----- Exercise material -----
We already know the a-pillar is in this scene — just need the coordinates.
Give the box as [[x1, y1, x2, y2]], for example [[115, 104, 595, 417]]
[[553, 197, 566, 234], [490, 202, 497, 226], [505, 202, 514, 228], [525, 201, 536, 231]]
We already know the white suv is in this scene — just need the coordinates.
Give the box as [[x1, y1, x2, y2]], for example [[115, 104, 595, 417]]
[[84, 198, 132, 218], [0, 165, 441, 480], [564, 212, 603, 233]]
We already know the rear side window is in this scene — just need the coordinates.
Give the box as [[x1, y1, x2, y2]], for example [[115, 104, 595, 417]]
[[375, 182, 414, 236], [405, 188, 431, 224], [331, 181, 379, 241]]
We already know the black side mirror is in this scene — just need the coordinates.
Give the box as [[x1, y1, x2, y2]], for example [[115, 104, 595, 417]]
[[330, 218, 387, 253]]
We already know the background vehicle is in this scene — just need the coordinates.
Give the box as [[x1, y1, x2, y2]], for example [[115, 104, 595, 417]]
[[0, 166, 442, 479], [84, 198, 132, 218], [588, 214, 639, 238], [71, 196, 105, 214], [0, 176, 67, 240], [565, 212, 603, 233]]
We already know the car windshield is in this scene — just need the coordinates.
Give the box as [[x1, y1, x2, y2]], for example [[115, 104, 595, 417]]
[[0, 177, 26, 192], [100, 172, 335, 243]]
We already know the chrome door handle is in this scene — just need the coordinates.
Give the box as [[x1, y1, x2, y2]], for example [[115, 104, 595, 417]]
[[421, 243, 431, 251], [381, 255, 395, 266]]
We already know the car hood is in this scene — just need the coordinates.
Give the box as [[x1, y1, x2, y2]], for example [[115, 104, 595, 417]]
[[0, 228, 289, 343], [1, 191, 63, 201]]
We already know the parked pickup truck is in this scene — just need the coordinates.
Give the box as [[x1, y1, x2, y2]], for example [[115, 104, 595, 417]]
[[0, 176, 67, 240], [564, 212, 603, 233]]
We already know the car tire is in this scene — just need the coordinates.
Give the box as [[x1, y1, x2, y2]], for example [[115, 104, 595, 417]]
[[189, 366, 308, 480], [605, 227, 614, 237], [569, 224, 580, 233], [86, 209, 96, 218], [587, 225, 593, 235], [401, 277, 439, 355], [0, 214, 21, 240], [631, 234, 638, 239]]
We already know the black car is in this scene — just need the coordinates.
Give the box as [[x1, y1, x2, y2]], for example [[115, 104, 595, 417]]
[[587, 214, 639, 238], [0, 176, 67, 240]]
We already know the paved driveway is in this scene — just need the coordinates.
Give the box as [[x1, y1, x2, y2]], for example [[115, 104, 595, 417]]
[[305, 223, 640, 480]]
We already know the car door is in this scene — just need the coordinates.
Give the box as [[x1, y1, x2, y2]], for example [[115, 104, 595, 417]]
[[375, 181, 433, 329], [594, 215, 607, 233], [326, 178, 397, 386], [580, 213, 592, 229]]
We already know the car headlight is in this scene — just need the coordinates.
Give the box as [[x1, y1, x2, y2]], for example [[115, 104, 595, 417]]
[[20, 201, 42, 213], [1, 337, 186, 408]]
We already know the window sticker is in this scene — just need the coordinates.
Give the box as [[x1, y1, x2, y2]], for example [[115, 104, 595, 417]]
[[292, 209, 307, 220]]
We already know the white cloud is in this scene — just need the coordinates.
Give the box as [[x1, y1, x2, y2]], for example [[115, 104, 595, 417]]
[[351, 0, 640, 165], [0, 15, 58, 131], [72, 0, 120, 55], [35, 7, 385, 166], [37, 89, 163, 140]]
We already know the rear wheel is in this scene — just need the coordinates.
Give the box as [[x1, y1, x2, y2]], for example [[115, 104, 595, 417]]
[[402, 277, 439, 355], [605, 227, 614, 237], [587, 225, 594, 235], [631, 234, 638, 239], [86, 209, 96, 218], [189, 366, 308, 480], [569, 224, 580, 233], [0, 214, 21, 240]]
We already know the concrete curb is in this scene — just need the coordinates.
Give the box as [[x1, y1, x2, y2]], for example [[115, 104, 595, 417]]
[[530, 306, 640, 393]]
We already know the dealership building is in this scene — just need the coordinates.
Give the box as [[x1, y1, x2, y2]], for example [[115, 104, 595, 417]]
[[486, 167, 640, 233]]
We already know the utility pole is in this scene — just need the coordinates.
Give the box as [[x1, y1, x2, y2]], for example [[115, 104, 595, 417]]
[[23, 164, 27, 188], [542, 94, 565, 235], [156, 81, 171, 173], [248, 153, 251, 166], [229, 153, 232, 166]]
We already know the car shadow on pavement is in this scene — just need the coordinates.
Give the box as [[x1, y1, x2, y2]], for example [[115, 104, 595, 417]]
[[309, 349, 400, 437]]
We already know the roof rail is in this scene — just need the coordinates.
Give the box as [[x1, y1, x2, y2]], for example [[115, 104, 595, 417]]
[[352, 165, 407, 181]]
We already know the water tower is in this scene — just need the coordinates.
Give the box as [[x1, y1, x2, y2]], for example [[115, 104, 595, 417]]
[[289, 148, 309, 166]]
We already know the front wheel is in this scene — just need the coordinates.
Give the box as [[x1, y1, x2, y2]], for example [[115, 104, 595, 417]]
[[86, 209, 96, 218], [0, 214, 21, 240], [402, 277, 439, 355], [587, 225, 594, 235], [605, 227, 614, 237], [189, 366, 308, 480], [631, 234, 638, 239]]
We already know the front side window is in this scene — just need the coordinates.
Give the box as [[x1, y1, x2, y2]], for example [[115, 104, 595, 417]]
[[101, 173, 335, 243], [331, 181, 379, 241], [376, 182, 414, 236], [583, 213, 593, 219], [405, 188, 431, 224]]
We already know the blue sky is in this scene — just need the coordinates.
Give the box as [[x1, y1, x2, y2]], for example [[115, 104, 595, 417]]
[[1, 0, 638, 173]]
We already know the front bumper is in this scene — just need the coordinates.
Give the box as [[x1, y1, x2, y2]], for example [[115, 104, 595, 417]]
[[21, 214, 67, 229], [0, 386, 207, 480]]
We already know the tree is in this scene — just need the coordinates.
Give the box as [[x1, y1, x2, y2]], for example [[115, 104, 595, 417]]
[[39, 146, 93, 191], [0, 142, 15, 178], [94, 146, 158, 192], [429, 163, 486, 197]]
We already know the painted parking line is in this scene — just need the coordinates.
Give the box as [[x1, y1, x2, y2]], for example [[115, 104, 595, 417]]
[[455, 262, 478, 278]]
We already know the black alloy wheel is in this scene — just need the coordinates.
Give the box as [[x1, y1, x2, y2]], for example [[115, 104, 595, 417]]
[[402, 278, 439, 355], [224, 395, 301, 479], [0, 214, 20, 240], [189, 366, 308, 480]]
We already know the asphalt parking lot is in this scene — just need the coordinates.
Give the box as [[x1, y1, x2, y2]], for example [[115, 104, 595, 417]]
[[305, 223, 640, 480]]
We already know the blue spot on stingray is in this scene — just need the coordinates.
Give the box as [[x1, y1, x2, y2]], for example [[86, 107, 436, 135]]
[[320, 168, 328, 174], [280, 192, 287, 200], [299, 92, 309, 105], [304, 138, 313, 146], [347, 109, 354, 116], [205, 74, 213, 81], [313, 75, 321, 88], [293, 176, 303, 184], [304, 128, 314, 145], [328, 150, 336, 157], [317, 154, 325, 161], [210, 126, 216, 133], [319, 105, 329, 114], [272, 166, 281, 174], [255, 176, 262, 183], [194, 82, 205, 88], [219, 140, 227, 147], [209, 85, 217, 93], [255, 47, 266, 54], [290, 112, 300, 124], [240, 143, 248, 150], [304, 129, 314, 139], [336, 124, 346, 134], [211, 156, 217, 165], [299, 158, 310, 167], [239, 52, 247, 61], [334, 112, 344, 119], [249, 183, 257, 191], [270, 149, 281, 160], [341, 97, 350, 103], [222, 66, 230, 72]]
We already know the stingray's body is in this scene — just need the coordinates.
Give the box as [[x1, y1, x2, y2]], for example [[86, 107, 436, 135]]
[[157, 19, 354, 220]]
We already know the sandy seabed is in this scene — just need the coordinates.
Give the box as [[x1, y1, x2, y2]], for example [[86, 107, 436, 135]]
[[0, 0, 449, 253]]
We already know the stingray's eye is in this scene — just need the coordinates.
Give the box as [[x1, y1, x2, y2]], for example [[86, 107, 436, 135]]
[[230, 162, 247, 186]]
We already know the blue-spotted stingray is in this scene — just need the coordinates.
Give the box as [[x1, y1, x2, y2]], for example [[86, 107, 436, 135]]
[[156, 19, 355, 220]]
-----
Show me all lines in the records that contain "blue".

Written response:
We already know the blue sky is in this scene — just need the coordinates.
We already know the blue spot on stingray is in this scene — just need the coordinates.
We already know the blue-spotted stingray is in this scene — just need the coordinates.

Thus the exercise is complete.